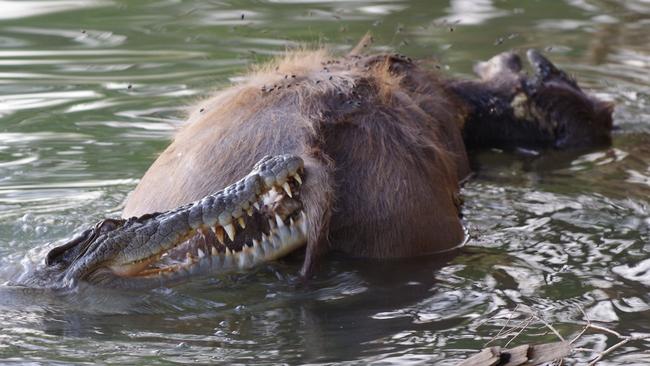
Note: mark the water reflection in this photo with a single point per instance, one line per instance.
(89, 95)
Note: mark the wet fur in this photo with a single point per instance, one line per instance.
(380, 138)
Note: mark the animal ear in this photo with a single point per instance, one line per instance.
(604, 111)
(603, 107)
(504, 64)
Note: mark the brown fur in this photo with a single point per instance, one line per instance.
(380, 138)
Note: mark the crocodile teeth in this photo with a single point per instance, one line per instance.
(230, 230)
(287, 189)
(218, 231)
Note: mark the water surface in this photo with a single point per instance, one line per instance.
(91, 91)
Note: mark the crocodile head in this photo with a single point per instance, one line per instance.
(257, 219)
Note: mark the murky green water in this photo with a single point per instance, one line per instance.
(91, 91)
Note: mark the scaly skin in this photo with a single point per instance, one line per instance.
(119, 253)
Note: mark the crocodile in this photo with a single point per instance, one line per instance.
(361, 154)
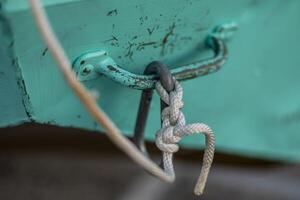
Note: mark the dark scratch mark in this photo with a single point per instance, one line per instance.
(113, 41)
(151, 30)
(112, 12)
(143, 45)
(129, 53)
(166, 38)
(45, 51)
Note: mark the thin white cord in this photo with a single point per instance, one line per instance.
(91, 105)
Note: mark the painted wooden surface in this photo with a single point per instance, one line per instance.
(252, 104)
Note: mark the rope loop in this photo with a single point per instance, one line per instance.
(174, 128)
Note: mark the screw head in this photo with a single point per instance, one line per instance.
(86, 70)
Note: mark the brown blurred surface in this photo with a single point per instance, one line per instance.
(46, 162)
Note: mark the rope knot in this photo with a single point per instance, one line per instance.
(174, 127)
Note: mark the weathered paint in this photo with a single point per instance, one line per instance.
(12, 109)
(252, 104)
(95, 64)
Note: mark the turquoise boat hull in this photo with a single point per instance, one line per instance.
(252, 103)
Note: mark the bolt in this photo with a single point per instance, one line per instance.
(86, 70)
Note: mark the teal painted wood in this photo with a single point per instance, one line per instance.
(12, 109)
(252, 104)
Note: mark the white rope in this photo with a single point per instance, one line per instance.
(111, 130)
(174, 128)
(87, 100)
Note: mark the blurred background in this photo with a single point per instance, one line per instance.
(41, 162)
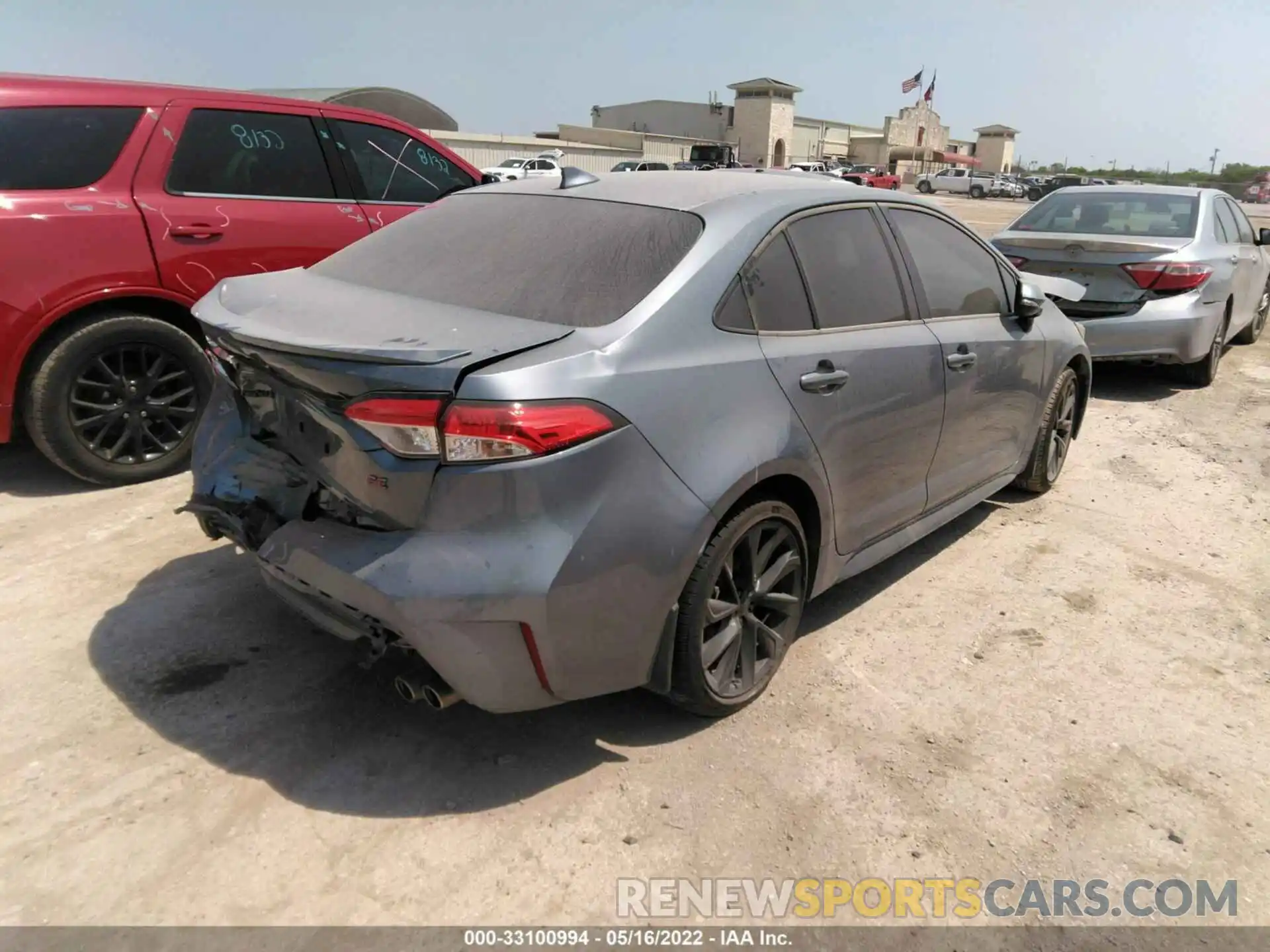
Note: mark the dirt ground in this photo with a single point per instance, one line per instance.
(1044, 688)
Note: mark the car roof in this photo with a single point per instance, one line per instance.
(691, 190)
(78, 91)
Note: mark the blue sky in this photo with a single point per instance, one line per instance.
(1093, 81)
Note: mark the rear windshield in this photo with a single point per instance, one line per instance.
(1101, 212)
(51, 147)
(566, 260)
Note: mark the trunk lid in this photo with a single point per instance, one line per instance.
(1093, 262)
(298, 348)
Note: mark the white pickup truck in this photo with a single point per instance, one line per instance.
(959, 180)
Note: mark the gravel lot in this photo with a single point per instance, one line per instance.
(1047, 687)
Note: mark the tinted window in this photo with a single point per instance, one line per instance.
(733, 314)
(1222, 210)
(956, 274)
(559, 259)
(62, 146)
(849, 270)
(396, 168)
(1241, 222)
(226, 153)
(1105, 212)
(775, 288)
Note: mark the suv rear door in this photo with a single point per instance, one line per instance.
(393, 173)
(232, 188)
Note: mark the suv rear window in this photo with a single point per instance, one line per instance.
(566, 260)
(1105, 212)
(50, 147)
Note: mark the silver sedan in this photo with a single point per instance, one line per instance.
(1171, 274)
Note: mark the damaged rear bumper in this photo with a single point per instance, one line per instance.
(587, 547)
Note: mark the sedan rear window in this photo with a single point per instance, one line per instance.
(52, 147)
(1101, 212)
(564, 260)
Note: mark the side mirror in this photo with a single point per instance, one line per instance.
(1032, 303)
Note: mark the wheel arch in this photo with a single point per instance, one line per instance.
(171, 310)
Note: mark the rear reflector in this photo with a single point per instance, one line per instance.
(478, 432)
(488, 432)
(1162, 276)
(405, 427)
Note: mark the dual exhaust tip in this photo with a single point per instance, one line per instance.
(433, 692)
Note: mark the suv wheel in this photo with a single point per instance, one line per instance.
(740, 611)
(117, 400)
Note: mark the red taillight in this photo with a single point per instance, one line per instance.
(1162, 276)
(487, 432)
(478, 432)
(405, 427)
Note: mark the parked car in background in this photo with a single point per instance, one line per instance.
(1037, 192)
(1173, 273)
(122, 204)
(870, 175)
(640, 167)
(476, 474)
(525, 168)
(955, 180)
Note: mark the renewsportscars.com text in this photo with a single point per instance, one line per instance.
(920, 899)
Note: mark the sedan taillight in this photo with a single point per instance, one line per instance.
(479, 432)
(1162, 276)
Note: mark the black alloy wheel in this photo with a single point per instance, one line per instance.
(741, 611)
(132, 404)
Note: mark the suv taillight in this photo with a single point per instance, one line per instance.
(479, 432)
(1162, 276)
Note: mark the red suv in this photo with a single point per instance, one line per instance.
(122, 204)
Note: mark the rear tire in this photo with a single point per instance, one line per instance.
(95, 386)
(1250, 334)
(1203, 372)
(1054, 438)
(740, 611)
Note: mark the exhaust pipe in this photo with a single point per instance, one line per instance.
(435, 694)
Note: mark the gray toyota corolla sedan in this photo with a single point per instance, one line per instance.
(571, 437)
(1173, 274)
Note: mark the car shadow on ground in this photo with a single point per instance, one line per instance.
(1137, 383)
(211, 660)
(26, 473)
(205, 655)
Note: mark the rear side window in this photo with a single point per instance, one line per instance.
(270, 155)
(775, 290)
(396, 168)
(958, 276)
(849, 270)
(51, 147)
(559, 259)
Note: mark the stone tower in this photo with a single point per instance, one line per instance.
(763, 121)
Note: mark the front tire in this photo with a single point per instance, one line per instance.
(1054, 438)
(740, 611)
(1250, 334)
(117, 400)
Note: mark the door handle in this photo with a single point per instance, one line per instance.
(824, 380)
(197, 231)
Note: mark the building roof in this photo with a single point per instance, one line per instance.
(398, 103)
(765, 83)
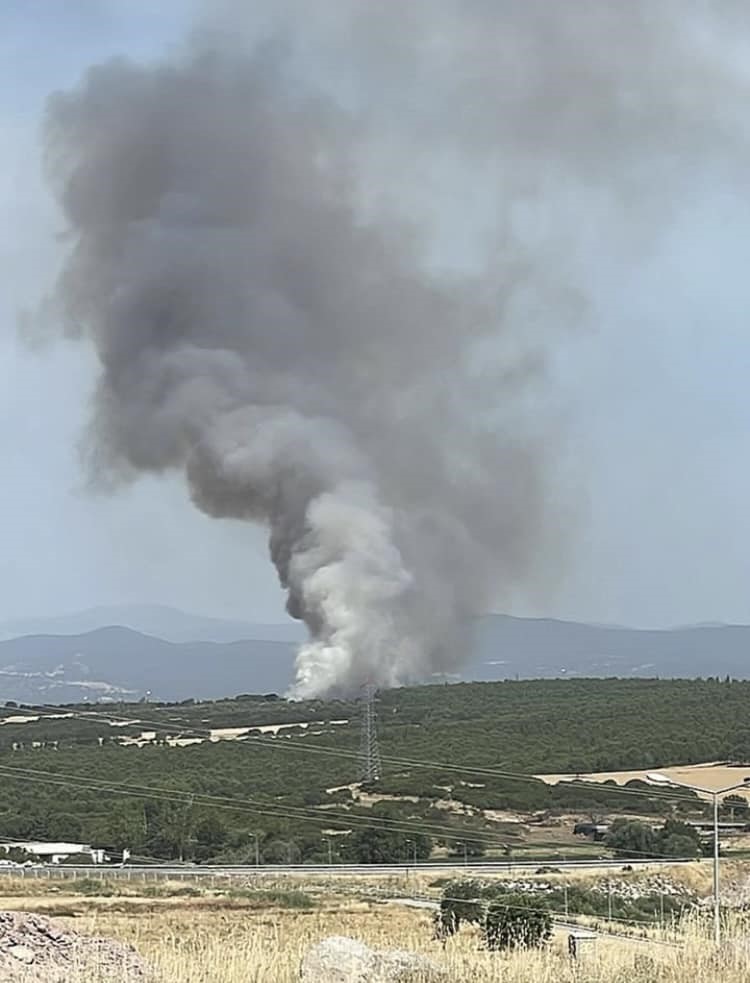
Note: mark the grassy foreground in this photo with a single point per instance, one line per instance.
(258, 934)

▸ **Problem details**:
Copy out all the data without changing anything, and drop the pictures.

▸ **Exercise solution**:
Note: mark the water reflection in this photo with a single point per instance, one line per instance.
(89, 95)
Note: mark the wet fur in this photo with a single point per instance, one line per instance.
(380, 138)
Note: mark the animal ear in this photo with a single point per instance, one line per instance.
(604, 111)
(603, 107)
(504, 64)
Note: mark the brown fur in this photo with a single point per instance, one line per instance.
(380, 138)
Note: mark the crocodile teeth in this photo with a single point per instance, one line per instance.
(230, 230)
(287, 189)
(218, 231)
Note: mark the water surface in this photo with a single point per instance, one line per instance.
(91, 91)
Note: mark the crocodile head in this photo with a single point per instance, one line per instance.
(257, 219)
Note: mark the murky green water in this photo with a single point per instance, one line per instance.
(91, 91)
Note: mark the scaly skin in this photo with a single point per instance, one line per instance.
(119, 253)
Note: mark the crocodile in this photo with a single point per instance, one line per instance.
(361, 154)
Note: mark the dark scratch mark in this photo with a single point per instance, one line per instance.
(113, 41)
(151, 30)
(112, 12)
(143, 45)
(129, 53)
(166, 38)
(45, 51)
Note: mark the thin white cord in this photo with a single point per instance, one line per instance.
(91, 105)
Note: mark the painted wooden surface in this photo with a single point per instance, one line per instance.
(252, 104)
Note: mark the rope loop in this photo with a single point per instance, one line per instance.
(174, 128)
Note: mark the screw head in this photo with a single point per instance, one line per instance.
(86, 70)
Note: mark the brown blurred surface in this photo with a single point per instance, one line per instance.
(46, 162)
Note: mark the rope knot in this photo with a single point per instance, one line per instance.
(174, 127)
Note: mark the weathered paint in this photo with a single point per instance, one line per instance.
(12, 109)
(252, 104)
(95, 64)
Note: mark the turquoise boat hull in this photo with a single point per instance, one line per instance.
(252, 103)
Note: mark the bolt in this photo with a single point per instance, one line per instance.
(86, 70)
Note: mark the teal painted wood in this photo with a single point per instance, one line per instance.
(12, 109)
(252, 104)
Note: mark the white rope in this photo with a single point per instance, one line per instance.
(111, 130)
(174, 128)
(87, 100)
Note: mark the blurred background in this photo with a single point per instance, one line per instance.
(41, 162)
Note: mark the dirt ground in this photo with a single point per instance, one line per instance.
(1044, 688)
Note: mark the car roof in this photo with a single point per instance, one line per instance.
(691, 190)
(78, 91)
Note: mark the blue sky in this photo with a single point per instance, one line per instance.
(1093, 81)
Note: mark the rear windshield in this photo with a single point per instance, one line per instance.
(1101, 212)
(51, 147)
(566, 260)
Note: mark the trunk lid in this photo with a single point per instance, one line per instance.
(1093, 262)
(298, 348)
Note: mark the white pickup truck in this photo with a single point per instance, one line per instance.
(959, 180)
Note: mark the gravel lot in this photo with a single point per instance, one line per instance.
(1047, 687)
Note: mark the tinted window in this photo with a single point per instance, one line per instance.
(733, 314)
(1222, 210)
(956, 274)
(559, 259)
(62, 146)
(849, 270)
(396, 168)
(1241, 222)
(226, 153)
(1105, 212)
(775, 288)
Note: mark the suv rear door in this photo with a single point per instance, one line per instance.
(393, 173)
(232, 188)
Note: mark the suv rear window in this photo with a single point per instance, one line per instance.
(566, 260)
(1105, 212)
(50, 147)
Note: mark the silver sedan in this photo with a single point per instance, one line per instance.
(1171, 274)
Note: mark the damaged rear bumper in this photo with a single point per instance, one line per instance.
(587, 547)
Note: mark the sedan rear window in this photo with a single point per instance, one line per instance.
(52, 147)
(1101, 212)
(564, 260)
Note: mark the side mirror in this photo with a single point per instance, one line per instance.
(1032, 303)
Note: mark the wheel arch in this photo with a single point per instance, one line per instance.
(171, 310)
Note: mark the rear reflector in this photo with a single point per instance, one line per instance.
(478, 432)
(488, 432)
(1162, 276)
(405, 427)
Note: mark the dual exhaust tip in this photo with a single point per instance, one line per instance.
(433, 692)
Note: mark the suv wheel in this photo with a single point per instance, one line per instance.
(740, 611)
(117, 400)
Note: mark the red taillight in this photo with a single point per instance, one line per instance.
(1162, 276)
(487, 432)
(478, 432)
(405, 427)
Note: mark the parked car in background in this photo with a single point per instance, one line per instance.
(1037, 192)
(1173, 273)
(122, 204)
(870, 175)
(640, 167)
(476, 474)
(525, 168)
(955, 180)
Note: mark the renewsportscars.com text in this photo with a single point per instance, one line per instance.
(920, 899)
Note: mark the sedan taillight in this photo with a single point per instance, one line per instance.
(479, 432)
(1162, 276)
Note: mark the black alloy wheel in this photo with a single point per instance, one line per instance.
(741, 611)
(132, 404)
Note: mark the suv taillight in this photo with a single point per instance, one line per instance.
(479, 432)
(1162, 276)
Note: mark the red suv in this photo with a single point per instance, one line per instance.
(122, 204)
Note: mark the rear tire in this photo with a single point per instance, one line per instance.
(95, 386)
(1250, 334)
(1203, 372)
(1054, 438)
(740, 611)
Note: mark the exhaust pipe in this photo with a single point per instance, one line per instance.
(435, 694)
Note: mark the gray toyota corolla sedan in this photo with a single point per instance, one line per instance.
(571, 437)
(1173, 274)
Note: mark the car shadow on ground in this photo with a single point per instance, one line per instance.
(1137, 383)
(211, 660)
(26, 473)
(205, 655)
Note: mark the rear side window in this photo with a single point per instance, one line per instance.
(270, 155)
(775, 290)
(396, 168)
(958, 276)
(849, 270)
(51, 147)
(559, 259)
Note: mark the stone tower in this photo with a single point per instance, one line per instance.
(763, 121)
Note: mark the front tire in this photo with a single point per instance, one line per instance.
(1054, 438)
(740, 611)
(1250, 334)
(117, 400)
Note: mark the door handle in this photo with a single point per instance, one line per instance.
(824, 380)
(197, 231)
Note: mark the building roof in this photo with a single point per instance, one line per instance.
(398, 103)
(765, 83)
Note: mark the grassy foreground in this photo with a single point per instance, one line per instance.
(258, 934)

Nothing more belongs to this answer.